■ THE INPUT
<<<<
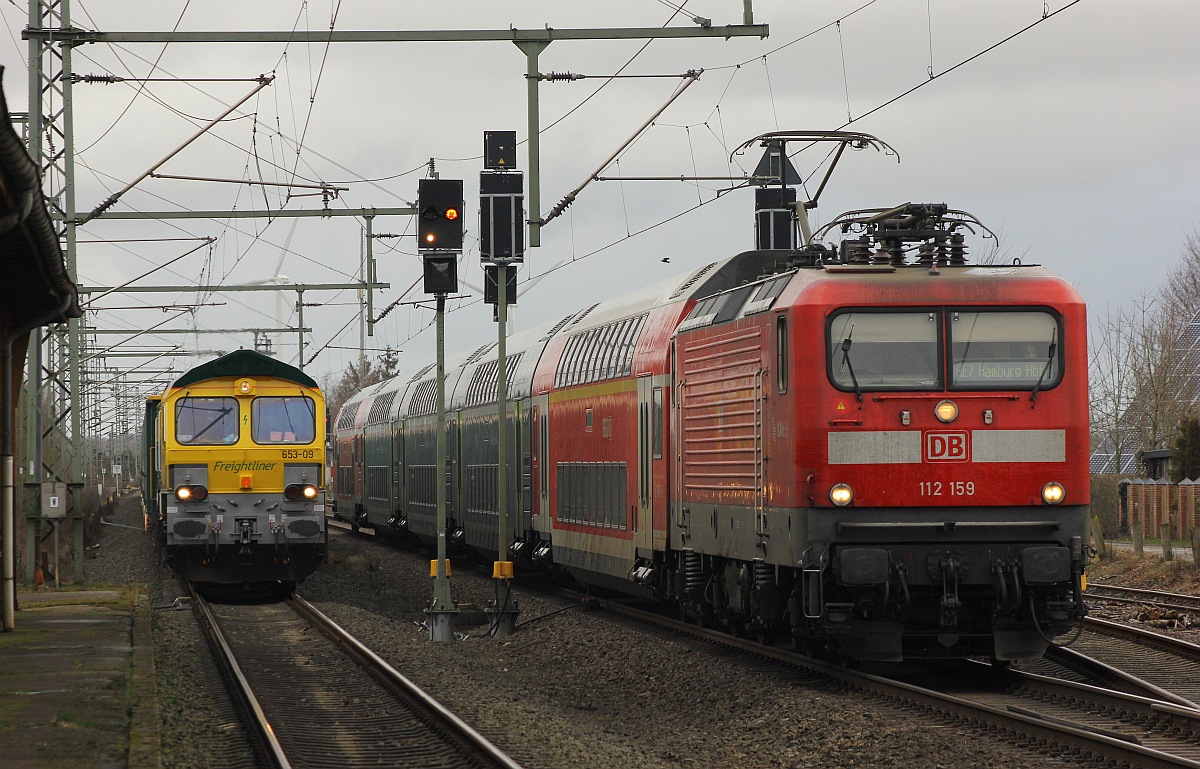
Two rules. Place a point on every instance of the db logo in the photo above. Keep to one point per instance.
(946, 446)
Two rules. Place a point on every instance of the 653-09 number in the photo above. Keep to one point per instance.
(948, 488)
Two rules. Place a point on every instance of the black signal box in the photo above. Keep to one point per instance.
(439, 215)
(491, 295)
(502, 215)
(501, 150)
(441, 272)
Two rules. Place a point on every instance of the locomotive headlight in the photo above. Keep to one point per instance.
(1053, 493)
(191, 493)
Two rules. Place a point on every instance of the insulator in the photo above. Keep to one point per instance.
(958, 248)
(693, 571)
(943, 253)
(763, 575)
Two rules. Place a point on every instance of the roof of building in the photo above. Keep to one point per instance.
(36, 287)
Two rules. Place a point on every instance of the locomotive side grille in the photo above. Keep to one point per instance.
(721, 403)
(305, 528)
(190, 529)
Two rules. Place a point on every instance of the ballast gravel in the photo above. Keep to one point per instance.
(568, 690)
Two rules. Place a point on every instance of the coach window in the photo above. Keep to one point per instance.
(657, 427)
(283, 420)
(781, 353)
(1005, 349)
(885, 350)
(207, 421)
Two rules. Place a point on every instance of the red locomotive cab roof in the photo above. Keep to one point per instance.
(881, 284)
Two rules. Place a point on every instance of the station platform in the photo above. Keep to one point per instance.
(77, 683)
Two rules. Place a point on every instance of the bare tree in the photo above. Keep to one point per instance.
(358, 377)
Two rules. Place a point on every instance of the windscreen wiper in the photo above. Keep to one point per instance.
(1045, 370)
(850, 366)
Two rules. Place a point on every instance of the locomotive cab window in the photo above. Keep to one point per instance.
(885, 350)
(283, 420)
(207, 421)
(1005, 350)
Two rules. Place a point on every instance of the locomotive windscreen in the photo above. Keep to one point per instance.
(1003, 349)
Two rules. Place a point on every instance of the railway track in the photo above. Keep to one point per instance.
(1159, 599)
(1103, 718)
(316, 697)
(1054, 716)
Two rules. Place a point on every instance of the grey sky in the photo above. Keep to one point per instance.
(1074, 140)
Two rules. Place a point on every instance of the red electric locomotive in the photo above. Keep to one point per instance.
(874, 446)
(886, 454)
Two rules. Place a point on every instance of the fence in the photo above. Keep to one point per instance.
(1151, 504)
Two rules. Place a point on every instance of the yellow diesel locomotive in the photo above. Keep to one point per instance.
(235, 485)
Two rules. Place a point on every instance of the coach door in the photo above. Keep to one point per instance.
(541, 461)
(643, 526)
>>>>
<<<<
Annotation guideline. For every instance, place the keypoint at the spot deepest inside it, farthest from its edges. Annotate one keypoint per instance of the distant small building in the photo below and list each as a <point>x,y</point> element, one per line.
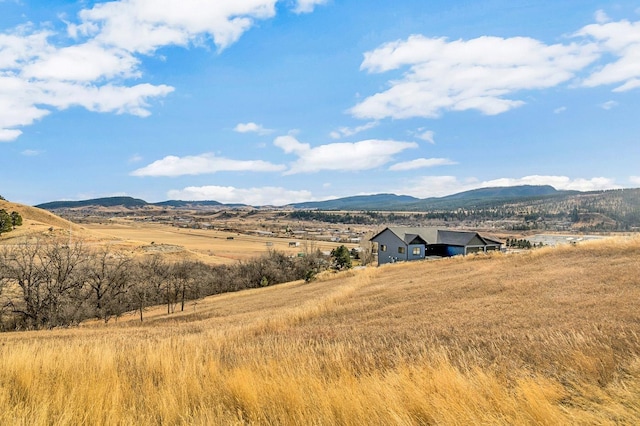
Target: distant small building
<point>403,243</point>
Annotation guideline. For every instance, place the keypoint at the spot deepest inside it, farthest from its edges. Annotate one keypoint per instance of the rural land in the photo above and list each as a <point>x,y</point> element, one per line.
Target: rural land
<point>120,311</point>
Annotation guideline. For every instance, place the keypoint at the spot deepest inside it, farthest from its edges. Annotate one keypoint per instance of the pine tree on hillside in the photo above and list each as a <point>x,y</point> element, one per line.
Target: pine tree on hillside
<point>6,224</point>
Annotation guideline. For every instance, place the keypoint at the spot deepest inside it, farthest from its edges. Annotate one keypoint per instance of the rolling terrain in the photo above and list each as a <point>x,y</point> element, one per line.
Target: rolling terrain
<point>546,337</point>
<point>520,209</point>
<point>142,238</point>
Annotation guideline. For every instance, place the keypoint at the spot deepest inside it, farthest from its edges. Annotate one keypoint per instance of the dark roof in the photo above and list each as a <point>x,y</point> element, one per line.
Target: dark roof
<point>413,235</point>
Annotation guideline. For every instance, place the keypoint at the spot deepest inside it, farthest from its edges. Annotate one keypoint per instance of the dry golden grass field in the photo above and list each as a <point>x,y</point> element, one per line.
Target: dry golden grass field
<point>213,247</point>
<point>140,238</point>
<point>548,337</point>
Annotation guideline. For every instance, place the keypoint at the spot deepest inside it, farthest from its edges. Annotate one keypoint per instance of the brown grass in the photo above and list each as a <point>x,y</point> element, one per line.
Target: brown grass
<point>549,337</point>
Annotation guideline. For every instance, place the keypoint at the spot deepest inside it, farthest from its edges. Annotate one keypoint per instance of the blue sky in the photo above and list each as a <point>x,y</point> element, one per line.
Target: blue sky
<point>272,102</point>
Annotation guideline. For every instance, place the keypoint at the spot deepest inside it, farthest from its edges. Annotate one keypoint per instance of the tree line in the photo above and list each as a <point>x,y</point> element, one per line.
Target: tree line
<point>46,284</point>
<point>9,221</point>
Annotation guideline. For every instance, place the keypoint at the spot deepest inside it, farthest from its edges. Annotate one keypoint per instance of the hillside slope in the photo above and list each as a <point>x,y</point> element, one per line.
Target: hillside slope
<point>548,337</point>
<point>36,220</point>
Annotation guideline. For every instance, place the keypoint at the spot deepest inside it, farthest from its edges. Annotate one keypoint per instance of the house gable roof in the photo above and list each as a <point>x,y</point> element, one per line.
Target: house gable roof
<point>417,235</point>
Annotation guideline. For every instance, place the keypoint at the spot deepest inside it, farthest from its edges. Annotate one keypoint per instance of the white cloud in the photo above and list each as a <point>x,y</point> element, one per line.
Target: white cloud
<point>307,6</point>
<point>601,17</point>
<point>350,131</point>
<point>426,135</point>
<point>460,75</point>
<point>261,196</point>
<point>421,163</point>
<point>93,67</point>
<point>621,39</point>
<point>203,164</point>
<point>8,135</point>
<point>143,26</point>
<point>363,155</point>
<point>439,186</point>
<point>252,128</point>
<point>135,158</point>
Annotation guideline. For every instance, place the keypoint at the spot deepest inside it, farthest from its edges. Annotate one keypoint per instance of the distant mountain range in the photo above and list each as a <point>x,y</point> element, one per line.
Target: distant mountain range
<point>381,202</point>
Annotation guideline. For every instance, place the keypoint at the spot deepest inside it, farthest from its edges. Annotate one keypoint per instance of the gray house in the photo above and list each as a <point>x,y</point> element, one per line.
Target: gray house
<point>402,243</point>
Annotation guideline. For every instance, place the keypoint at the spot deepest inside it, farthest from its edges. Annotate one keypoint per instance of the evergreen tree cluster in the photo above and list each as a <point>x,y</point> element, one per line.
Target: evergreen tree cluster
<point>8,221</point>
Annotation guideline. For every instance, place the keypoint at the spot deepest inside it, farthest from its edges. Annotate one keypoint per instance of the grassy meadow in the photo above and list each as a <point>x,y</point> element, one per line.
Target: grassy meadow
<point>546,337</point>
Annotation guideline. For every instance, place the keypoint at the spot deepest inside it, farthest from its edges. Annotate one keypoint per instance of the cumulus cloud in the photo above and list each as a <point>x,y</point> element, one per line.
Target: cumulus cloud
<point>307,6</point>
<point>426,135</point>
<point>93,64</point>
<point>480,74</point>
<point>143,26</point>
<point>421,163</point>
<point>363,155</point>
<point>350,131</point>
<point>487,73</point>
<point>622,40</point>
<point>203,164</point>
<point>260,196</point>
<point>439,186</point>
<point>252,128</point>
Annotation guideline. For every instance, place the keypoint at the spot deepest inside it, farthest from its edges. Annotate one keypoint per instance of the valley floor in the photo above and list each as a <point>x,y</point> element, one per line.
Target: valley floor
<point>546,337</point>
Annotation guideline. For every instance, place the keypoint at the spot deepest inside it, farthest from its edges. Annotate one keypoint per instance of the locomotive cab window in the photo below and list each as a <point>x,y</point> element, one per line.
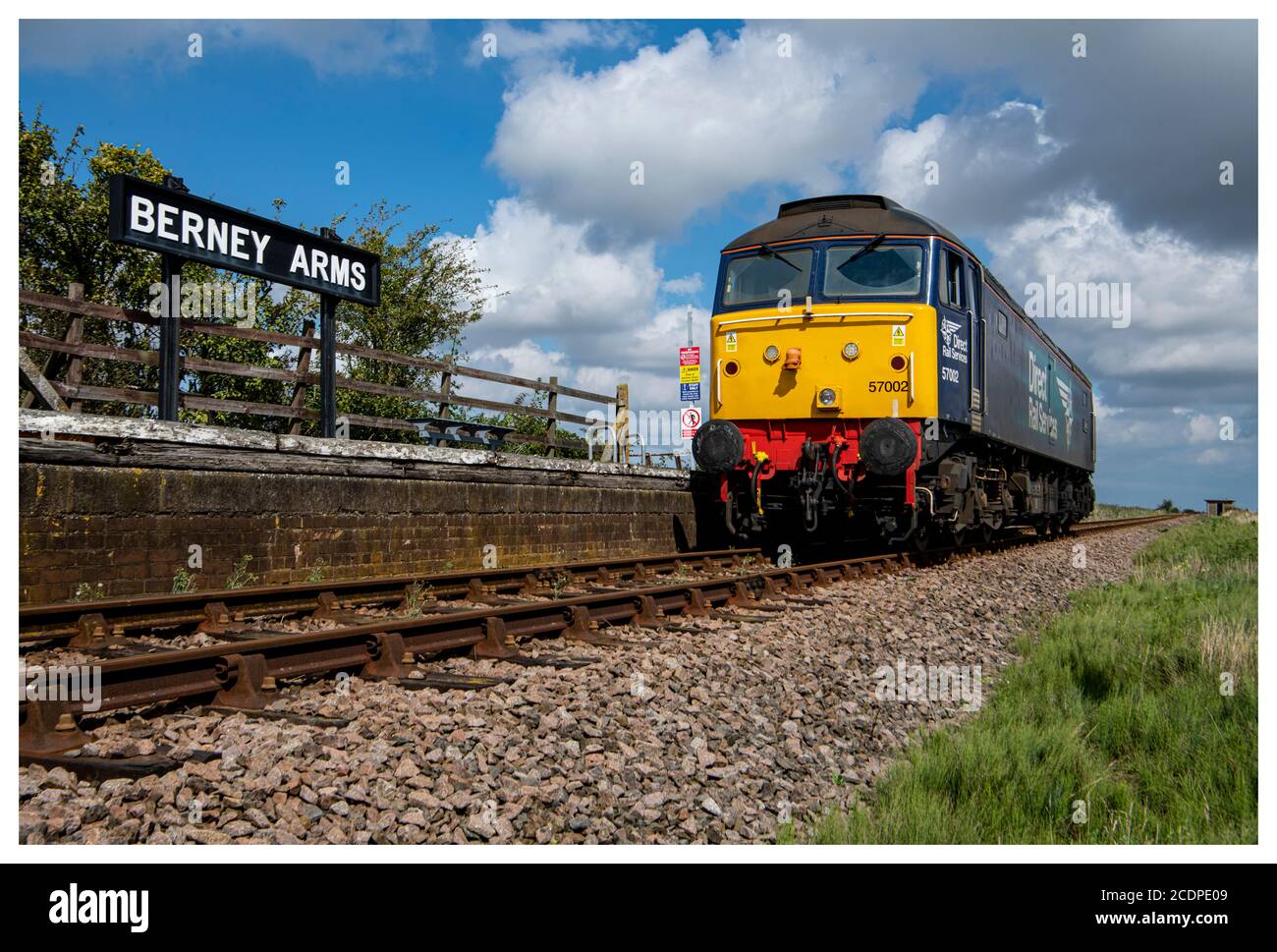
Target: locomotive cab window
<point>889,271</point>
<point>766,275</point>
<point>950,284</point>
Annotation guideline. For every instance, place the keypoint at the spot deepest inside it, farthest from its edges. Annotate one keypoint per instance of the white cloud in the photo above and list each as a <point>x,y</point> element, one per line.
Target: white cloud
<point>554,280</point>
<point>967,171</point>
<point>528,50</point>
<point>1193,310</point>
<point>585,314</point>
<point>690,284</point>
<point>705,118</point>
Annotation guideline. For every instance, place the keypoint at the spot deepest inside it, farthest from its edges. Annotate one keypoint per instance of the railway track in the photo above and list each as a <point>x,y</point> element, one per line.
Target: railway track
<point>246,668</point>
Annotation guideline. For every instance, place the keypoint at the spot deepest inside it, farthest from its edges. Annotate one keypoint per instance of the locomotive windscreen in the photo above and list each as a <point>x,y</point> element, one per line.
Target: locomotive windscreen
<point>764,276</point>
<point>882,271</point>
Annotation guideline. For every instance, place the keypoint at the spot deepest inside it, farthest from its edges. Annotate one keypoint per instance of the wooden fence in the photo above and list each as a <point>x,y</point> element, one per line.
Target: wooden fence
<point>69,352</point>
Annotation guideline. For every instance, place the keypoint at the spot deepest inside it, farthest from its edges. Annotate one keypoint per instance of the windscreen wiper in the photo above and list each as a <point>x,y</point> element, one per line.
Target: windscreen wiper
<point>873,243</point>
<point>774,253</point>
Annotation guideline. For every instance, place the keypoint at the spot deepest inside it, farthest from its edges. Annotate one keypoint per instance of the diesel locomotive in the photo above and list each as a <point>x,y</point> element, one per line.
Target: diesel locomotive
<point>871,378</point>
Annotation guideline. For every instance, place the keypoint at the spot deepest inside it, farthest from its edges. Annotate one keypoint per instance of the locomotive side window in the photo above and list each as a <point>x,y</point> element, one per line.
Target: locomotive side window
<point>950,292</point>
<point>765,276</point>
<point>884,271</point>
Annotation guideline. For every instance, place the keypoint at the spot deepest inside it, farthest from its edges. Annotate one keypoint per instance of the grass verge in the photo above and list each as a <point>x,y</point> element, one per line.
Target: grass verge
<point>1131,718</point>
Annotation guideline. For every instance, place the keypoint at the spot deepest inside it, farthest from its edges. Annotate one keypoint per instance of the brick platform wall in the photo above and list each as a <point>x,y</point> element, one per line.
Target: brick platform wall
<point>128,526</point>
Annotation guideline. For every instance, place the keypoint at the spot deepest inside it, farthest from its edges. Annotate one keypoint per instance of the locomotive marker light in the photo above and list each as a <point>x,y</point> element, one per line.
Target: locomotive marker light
>>>>
■ REQUIRED TASK
Reproduce word for word the lines from the one containing "of the grassy" through the one containing "<point>705,118</point>", including both of those lines. Leave the picture out.

■ RESULT OF THIS EXERCISE
Annotation guideline. For every instance, place the keypoint at the spot deepest inside it, farthest from its edges. Annotate one keypoint per instance of the grassy meadow in the photo above and list each as a <point>x,y</point> element, one per line.
Target: grassy meadow
<point>546,337</point>
Annotation guideline. For every instance, place the keypoint at the spot deepest inside it, farthest from its edges. Annotate one keypoint per instance of the cumulus cloud in the photo above and list each as a <point>x,y</point> element, one per line.
Target: cumulus cloud
<point>307,6</point>
<point>426,135</point>
<point>93,64</point>
<point>480,74</point>
<point>143,26</point>
<point>421,163</point>
<point>363,155</point>
<point>350,131</point>
<point>487,73</point>
<point>622,40</point>
<point>203,164</point>
<point>260,196</point>
<point>439,186</point>
<point>252,128</point>
Annotation guideline. For every instance, place the keypoint at the spot deepest inside it, farthest from its edges. Annotate one keypoint per instance of the valley floor in the photo above and list each as a <point>x,y</point> element, one per line.
Target: valley floor
<point>546,337</point>
Annotation guideline. For every instance, place the keypoint at the spot deepest inside it, farthest from its edges. Annotate one keypoint per instance of the locomotive cab window in the photo below and list each as a <point>x,y</point> element, one per line.
Target: locomotive cab window
<point>889,271</point>
<point>766,275</point>
<point>950,284</point>
Annotation guideline. For every instance, place the keypoint at the spot deepest inside it, farthest from its edges. Annotate one keypoint per instance of the white cloud in the photo above and list each as a <point>x,y</point> element, one per line.
Target: white cloud
<point>554,280</point>
<point>967,171</point>
<point>528,50</point>
<point>1193,310</point>
<point>585,314</point>
<point>690,284</point>
<point>705,118</point>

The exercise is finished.